Hoy estuve al borde de explotar. Es increíble cómo una simple acción de otra persona (casi siempre un tremendo idiota), nos puede cambiar radicalmente el humor.
Tranquilidad es lo que menos se respira en esta ciudad, si es que se puede llegar a respirar algo que no este contaminado, en todo sentido, en todas sus clases (del agua, del aire, del suelo, acústico y visual).
Vivimos apurados, acelerados, alterados, estresados, encerrados en nuestro propio mundo, pero eso tiene que tener un límite, ahí donde comienzan los derechos del otro.
Vivimos agrediéndonos entre nosotros, consciente o inconscientemente. Desde la persona que escucha música sin auriculares en el transporte público; el que se hace el dormido cuando debería ceder el asiento ante una mujer embarazada, una persona mayor o un discapacitado; quien no cede el paso a los peatones; quien no utiliza las luces para señalizar y avisar la acción que va a llevar a cabo con el auto; quienes utilizan la bocina en exceso y en situaciones donde no se debe; quienes tiran basura en las calles, por más que haya un tacho de basura en casi todas las esquinas y por más que los haya no es excusa para ensuciar; quienes no respetan los semáforos (en el conurbano y por la noche está permitido, salvo que quieran que les roben); quienes mantienen empleados en negro; quienes compran algo sabiendo que es robado, solo por el hecho de que les sale más barato; quienes pelean y hasta matan por seguir diferentes colores o ideologías políticas, y así podría escribir todo un libro.
Seguro que a vos que estás leyendo esto se te vienen recuerdos a la cabeza y hasta se te ocurren muchos más ejemplos, no? Así estamos, así vivimos y no es para nada saludable.

▶ Consigna asignada A: Reúne y copia todas las filas que contengan la cadena "green", respetando la distinción entre mayúsculas y minúsculas.
El fragmento y las filas no guardan relación entre sí.

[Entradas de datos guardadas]
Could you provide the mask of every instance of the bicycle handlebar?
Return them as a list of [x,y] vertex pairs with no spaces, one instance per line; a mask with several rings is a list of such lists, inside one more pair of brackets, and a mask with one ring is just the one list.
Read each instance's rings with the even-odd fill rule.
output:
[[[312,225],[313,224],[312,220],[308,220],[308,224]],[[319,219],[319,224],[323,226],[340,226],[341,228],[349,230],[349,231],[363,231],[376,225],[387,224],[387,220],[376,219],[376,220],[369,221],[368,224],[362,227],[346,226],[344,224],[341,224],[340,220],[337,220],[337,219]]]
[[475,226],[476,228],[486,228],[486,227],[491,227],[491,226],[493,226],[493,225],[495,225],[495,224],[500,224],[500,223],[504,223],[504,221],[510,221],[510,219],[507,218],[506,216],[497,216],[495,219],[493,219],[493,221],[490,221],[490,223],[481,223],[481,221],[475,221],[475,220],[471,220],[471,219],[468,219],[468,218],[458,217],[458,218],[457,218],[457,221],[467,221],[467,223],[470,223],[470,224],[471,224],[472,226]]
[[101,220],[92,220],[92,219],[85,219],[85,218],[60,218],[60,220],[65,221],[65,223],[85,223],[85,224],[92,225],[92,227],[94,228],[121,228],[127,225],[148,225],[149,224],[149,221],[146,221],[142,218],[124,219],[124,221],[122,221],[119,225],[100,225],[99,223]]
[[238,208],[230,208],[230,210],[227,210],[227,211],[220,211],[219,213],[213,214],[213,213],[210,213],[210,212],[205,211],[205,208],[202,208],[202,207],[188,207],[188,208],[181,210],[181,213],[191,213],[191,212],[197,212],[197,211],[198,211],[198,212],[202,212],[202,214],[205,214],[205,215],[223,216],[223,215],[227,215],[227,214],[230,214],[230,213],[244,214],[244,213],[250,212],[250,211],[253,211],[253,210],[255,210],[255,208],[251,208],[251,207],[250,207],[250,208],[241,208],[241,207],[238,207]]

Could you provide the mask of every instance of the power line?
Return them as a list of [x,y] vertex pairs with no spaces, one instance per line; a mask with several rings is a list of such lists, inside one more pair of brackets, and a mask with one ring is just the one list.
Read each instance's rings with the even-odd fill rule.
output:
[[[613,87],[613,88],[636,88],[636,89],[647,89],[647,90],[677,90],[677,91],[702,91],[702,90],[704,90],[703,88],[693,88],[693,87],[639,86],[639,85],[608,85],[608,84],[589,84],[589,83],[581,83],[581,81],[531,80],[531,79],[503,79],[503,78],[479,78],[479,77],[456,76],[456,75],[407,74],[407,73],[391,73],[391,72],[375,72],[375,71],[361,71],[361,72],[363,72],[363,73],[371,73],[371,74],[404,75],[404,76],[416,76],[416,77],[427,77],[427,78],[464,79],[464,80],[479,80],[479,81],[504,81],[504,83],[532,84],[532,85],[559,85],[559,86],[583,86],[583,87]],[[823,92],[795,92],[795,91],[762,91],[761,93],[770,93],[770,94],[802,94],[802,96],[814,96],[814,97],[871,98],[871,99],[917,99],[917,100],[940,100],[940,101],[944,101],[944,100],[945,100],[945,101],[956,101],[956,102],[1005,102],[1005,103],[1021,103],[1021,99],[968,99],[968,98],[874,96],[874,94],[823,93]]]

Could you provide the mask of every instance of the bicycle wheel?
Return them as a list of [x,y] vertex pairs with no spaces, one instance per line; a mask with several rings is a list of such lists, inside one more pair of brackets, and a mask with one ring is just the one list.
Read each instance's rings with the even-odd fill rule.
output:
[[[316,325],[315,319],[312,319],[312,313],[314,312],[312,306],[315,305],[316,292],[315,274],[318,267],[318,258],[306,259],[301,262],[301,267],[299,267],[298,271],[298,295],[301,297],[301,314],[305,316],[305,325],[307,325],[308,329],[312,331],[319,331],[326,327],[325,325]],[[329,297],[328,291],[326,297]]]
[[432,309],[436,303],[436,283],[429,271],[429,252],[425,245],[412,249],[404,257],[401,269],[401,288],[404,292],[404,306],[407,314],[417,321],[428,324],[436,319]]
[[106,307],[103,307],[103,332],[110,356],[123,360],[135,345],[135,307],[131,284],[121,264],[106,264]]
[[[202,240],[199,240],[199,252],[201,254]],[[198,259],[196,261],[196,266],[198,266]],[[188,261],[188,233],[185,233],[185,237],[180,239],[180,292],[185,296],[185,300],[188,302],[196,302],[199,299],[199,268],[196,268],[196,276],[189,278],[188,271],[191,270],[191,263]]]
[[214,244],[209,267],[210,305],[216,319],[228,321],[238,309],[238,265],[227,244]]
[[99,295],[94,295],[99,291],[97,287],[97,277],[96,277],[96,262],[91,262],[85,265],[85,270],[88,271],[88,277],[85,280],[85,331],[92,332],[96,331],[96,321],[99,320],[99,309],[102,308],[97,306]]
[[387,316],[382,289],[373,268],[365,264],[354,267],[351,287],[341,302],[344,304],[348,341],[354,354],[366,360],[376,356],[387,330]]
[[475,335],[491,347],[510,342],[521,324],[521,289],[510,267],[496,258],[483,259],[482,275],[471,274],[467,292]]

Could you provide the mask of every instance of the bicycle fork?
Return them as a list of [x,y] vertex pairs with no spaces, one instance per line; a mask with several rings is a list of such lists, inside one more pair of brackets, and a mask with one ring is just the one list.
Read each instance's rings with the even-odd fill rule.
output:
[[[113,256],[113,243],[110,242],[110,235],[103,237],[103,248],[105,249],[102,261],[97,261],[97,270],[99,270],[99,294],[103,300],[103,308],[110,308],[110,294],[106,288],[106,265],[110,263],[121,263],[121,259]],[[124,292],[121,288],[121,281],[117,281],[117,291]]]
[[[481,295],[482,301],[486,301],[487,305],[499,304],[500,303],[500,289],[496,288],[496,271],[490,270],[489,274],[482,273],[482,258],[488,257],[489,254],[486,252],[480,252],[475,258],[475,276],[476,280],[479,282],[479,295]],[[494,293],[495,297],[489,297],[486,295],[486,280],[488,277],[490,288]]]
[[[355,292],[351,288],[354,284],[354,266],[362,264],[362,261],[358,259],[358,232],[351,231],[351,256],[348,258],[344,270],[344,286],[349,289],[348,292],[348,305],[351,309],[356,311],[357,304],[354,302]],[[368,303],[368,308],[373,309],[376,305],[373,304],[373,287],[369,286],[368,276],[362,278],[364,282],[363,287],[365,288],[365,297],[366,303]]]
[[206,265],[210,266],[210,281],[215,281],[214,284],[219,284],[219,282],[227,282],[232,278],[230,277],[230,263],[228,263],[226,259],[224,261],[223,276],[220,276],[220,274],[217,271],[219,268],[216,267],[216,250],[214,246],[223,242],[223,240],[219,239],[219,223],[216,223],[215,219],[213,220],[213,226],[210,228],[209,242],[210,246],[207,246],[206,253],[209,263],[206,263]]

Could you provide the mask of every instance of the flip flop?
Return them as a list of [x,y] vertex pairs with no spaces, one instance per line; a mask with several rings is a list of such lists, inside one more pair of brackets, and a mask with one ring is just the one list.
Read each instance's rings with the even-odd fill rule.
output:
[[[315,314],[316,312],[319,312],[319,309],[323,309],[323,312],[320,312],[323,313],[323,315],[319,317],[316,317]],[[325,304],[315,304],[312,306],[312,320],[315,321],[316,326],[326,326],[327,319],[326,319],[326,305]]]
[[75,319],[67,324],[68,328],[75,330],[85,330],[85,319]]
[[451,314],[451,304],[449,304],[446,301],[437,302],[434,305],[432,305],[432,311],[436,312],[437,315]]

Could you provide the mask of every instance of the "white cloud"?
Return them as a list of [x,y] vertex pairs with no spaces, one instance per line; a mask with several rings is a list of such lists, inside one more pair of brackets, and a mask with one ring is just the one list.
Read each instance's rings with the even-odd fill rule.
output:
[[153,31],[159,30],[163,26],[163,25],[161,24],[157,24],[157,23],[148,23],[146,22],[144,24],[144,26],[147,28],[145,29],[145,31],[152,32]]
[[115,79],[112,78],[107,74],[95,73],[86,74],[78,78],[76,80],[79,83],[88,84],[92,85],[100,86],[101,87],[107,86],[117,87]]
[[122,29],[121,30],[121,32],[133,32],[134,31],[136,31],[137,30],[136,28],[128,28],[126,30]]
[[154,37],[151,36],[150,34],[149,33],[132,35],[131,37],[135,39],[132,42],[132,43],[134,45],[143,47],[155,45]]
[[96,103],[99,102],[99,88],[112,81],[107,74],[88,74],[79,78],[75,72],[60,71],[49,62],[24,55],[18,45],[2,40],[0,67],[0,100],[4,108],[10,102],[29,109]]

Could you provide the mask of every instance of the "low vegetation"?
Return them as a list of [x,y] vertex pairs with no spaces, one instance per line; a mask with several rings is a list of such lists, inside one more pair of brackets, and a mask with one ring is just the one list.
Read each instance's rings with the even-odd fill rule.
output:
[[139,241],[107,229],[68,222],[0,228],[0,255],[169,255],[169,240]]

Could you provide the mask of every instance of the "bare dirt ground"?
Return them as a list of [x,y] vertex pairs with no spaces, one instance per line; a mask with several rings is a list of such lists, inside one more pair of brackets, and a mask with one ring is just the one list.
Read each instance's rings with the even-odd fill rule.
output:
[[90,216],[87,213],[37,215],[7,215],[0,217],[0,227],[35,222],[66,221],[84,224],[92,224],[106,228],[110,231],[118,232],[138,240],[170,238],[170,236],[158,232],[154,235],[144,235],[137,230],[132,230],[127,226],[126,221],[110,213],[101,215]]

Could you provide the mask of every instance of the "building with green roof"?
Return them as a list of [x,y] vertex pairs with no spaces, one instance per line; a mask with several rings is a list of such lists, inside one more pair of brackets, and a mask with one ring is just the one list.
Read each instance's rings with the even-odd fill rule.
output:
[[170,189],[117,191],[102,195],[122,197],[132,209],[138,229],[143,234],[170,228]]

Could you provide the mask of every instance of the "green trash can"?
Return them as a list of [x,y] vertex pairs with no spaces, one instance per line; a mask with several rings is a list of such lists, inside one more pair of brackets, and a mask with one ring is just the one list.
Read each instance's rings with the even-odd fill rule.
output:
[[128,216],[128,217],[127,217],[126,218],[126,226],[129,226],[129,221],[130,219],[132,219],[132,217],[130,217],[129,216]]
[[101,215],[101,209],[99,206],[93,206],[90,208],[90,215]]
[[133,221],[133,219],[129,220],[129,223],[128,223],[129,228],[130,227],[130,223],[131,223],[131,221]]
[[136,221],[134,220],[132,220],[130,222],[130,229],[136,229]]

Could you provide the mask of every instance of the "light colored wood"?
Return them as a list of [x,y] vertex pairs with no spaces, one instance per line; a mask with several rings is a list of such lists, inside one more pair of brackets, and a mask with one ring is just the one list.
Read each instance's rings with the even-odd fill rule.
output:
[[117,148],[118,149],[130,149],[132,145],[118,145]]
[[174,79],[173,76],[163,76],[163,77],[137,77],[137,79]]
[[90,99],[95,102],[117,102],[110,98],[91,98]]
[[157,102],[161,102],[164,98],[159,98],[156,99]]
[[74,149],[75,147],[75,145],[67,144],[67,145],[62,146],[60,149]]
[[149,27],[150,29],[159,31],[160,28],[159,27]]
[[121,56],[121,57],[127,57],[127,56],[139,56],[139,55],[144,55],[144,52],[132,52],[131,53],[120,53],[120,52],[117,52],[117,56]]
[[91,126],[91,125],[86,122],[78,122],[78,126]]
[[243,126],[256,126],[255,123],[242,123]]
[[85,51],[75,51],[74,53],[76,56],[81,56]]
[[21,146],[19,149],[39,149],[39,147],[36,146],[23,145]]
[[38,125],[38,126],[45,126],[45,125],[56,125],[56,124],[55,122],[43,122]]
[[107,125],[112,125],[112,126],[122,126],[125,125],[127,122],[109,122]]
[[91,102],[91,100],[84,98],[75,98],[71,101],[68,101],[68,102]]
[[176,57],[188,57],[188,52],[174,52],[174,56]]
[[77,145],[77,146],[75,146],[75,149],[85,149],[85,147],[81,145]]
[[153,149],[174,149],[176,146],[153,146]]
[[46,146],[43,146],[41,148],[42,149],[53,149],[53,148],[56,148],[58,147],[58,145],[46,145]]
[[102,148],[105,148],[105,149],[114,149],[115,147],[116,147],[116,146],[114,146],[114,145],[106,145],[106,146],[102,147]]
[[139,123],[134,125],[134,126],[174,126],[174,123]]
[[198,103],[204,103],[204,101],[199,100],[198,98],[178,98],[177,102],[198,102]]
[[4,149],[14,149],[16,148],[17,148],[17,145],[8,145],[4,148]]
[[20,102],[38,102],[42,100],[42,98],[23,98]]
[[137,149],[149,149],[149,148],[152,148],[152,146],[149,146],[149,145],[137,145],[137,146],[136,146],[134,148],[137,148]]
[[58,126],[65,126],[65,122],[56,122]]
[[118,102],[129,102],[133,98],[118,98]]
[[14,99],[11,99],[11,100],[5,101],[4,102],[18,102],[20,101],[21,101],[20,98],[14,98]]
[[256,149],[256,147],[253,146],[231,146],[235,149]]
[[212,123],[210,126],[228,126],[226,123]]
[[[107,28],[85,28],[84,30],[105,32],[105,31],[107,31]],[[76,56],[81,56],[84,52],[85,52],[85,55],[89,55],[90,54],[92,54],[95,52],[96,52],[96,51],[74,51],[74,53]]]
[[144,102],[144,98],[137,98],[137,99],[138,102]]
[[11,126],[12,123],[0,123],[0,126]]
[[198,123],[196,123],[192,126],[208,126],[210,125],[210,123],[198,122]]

▶ Consigna asignada B: Reproduce sin cambios la parte del fragmento sobre la convivencia en la ciudad que abre con las palabras que contienen "Seguro que a" y cierra con "para nada saludable.".

▶ Respuesta correcta A:
Could you provide the mask of every instance of the "building with green roof"?
Could you provide the mask of every instance of the "green trash can"?

▶ Respuesta correcta B:
Seguro que a vos que estás leyendo esto se te vienen recuerdos a la cabeza y hasta se te ocurren muchos más ejemplos, no? Así estamos, así vivimos y no es para nada saludable.